__ÉNONCÉ A__. Indiquez uniquement le nombre de lignes de la liste qui contiennent la chaîne « white », en tenant compte de la casse.
======== EXTRAIT DU TEXTE
Le Christ est-il divisé, demande alors Paul ? Avant de répondre qu’il ne l’est pas, il faut répéter que le Christ n’a rien gardé pour lui-même, rien de ce dont il aurait pu tirer gloire et parti. Il faut répéter que le Christ s’est approché des uns comme des autres, des hommes comme des femmes, des riches comme des indigents, des nés natifs comme des étrangers, des impurs comme des purs… Il n’a fait de rien qui fût à lui obstacle entre lui-même et ses contemporains. Le Christ n’a rien eu qui fut de trop, puisqu’il a finalement tout donné. Alors, non, le Christ n’est pas divisé !
A-t-il été profitable aux Corinthiens que Paul s’adresse ainsi à eux ? Sa lettre a été reçue par les Corinthiens, et par toute la chrétienté. Mais cette lettre n’a à l’évidence pas tout résolu.
================
__ÉNONCÉ B__. Reproduisez intégralement, sans la moindre modification, le passage ci-dessus sur Paul et les Corinthiens.
======== DONNÉES FOURNIES
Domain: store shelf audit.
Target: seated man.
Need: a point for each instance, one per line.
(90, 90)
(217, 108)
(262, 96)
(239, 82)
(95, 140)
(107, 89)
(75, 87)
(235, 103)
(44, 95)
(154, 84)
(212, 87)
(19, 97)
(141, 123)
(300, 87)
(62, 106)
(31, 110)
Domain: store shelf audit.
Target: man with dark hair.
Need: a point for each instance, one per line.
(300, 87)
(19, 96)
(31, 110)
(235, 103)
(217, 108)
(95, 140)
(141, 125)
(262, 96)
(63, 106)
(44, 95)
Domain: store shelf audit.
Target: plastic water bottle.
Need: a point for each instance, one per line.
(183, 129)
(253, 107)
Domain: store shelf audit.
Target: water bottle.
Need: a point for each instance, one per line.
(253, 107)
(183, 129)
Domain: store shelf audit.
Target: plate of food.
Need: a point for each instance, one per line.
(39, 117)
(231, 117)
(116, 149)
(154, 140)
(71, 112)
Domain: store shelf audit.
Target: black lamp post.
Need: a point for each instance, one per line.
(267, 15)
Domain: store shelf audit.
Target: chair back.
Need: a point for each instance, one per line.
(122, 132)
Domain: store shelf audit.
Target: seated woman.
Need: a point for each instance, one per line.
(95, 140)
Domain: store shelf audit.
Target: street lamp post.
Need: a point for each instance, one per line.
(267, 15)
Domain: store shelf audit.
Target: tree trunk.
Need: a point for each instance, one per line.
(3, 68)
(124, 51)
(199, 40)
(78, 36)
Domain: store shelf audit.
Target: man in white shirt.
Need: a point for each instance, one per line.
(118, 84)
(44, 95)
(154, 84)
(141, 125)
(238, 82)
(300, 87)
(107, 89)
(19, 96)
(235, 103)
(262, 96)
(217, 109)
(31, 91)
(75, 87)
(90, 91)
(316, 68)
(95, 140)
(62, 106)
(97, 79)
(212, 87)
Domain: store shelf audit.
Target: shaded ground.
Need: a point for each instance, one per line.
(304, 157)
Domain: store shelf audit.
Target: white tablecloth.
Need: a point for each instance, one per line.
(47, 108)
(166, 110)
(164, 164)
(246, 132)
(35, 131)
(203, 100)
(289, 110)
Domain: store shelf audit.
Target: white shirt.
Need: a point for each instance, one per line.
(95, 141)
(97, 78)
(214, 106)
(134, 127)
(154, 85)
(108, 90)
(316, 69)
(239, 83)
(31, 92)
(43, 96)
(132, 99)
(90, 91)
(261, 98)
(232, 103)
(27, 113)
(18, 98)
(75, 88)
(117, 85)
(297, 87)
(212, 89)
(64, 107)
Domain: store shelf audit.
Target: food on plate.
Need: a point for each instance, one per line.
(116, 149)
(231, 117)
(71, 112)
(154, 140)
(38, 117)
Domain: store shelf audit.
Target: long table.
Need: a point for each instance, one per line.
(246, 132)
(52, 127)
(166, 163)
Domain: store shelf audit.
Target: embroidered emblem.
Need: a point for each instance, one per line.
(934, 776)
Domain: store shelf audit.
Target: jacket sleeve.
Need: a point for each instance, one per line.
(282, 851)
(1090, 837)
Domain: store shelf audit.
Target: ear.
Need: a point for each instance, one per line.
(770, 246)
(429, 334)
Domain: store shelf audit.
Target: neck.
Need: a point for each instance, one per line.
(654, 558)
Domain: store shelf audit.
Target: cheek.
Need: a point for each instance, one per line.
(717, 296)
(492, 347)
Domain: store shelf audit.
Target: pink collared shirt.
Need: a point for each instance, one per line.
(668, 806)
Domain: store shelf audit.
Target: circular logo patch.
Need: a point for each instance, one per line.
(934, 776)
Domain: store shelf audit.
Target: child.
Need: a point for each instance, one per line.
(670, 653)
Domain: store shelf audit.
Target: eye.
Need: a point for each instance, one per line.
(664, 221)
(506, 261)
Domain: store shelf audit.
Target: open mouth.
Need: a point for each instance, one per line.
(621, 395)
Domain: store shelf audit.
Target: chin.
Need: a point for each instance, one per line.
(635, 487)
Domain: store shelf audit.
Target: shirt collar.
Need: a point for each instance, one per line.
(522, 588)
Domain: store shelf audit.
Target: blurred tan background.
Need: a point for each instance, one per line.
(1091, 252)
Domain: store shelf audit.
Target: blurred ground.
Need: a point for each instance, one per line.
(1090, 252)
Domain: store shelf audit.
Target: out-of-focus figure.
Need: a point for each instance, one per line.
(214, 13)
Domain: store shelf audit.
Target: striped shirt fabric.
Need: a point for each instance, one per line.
================
__CORRIGÉ COMPLET A__. 3

__CORRIGÉ COMPLET B__.
Le Christ est-il divisé, demande alors Paul ? Avant de répondre qu’il ne l’est pas, il faut répéter que le Christ n’a rien gardé pour lui-même, rien de ce dont il aurait pu tirer gloire et parti. Il faut répéter que le Christ s’est approché des uns comme des autres, des hommes comme des femmes, des riches comme des indigents, des nés natifs comme des étrangers, des impurs comme des purs… Il n’a fait de rien qui fût à lui obstacle entre lui-même et ses contemporains. Le Christ n’a rien eu qui fut de trop, puisqu’il a finalement tout donné. Alors, non, le Christ n’est pas divisé !
A-t-il été profitable aux Corinthiens que Paul s’adresse ainsi à eux ? Sa lettre a été reçue par les Corinthiens, et par toute la chrétienté. Mais cette lettre n’a à l’évidence pas tout résolu.